> Given request 1
According to the article on littering in Israel, what percentage of Israelis admitted to throwing trash in nature at least once in the last year?

** Start of Quoted passage **

Nearly half of Israelis admit to littering in the past year - study

Israel's litterbugs testified that the reason they littered was "not seeing a trash can nearby," or "not noticing" that they had done so, though they believe others likely do it "just for fun."

A young girl stands with collected trash sign reading SOS (photo credit: RICARDO GOMES/REUTERS)
A young girl stands with collected trash sign reading SOS
(photo credit: RICARDO GOMES/REUTERS)
Around 45% of Israelis admitted to throwing a piece of trash in nature at least once in the last year, according to a new study published on Monday by the Natural Resources and Environmental Research Center at the University of Haifa.
The study said that regarding themselves, Israel's litterbugs often testified that the reason they littered was "not seeing a trash can nearby," or "not noticing" that they had done so. Regarding other people, most testified that they believe others do so "just for fun."

** End of Quoted passage **
** Start of Given data **

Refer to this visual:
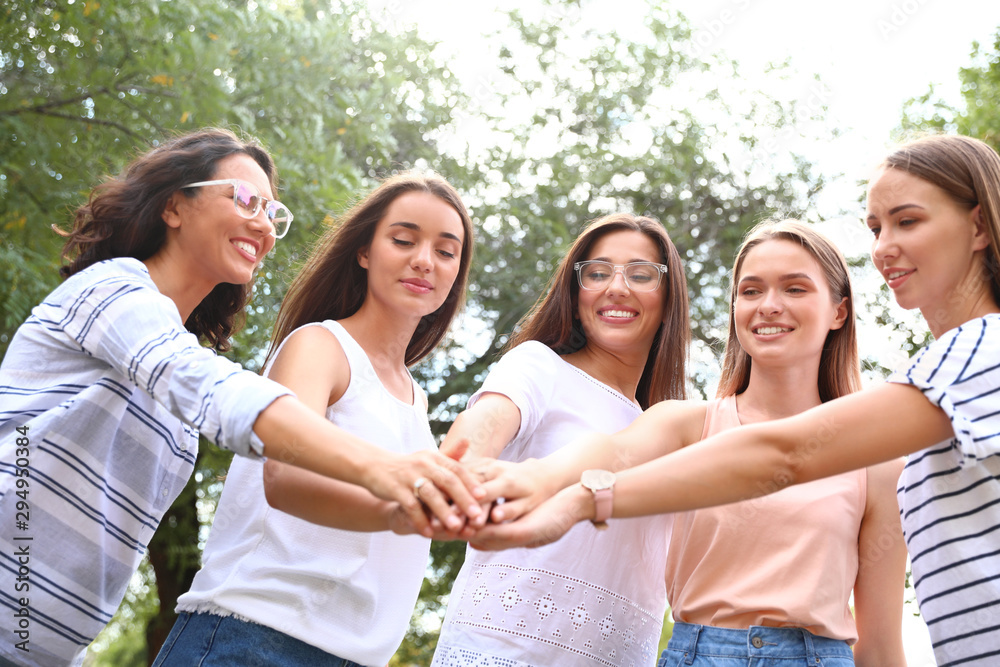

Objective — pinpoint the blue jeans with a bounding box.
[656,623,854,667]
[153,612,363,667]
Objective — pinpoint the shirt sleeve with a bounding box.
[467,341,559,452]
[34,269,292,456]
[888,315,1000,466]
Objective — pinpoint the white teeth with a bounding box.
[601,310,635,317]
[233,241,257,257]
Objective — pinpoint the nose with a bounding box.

** End of Given data **
** Start of Given data **

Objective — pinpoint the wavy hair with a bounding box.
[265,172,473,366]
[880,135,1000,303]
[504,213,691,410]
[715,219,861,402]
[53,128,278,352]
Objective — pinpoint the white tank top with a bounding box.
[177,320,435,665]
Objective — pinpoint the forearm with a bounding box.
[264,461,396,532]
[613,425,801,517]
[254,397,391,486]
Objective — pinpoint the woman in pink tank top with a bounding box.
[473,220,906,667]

** End of Given data **

> Given request 2
Please write out the entries from the line that contains "Refer to this" through the line that contains "Objective — pinpoint the nose", both included, word for word. Leave the pictures out.

> Result 1
Around 45%.

> Result 2
Refer to this visual:

Objective — pinpoint the blue jeans with a bounding box.
[656,623,854,667]
[153,612,363,667]
Objective — pinpoint the shirt sleeve with a bounding box.
[467,341,559,452]
[34,269,292,456]
[888,315,1000,466]
Objective — pinpoint the white teeth with a bounding box.
[601,310,635,317]
[233,241,257,257]
Objective — pinpoint the nose with a bounding box.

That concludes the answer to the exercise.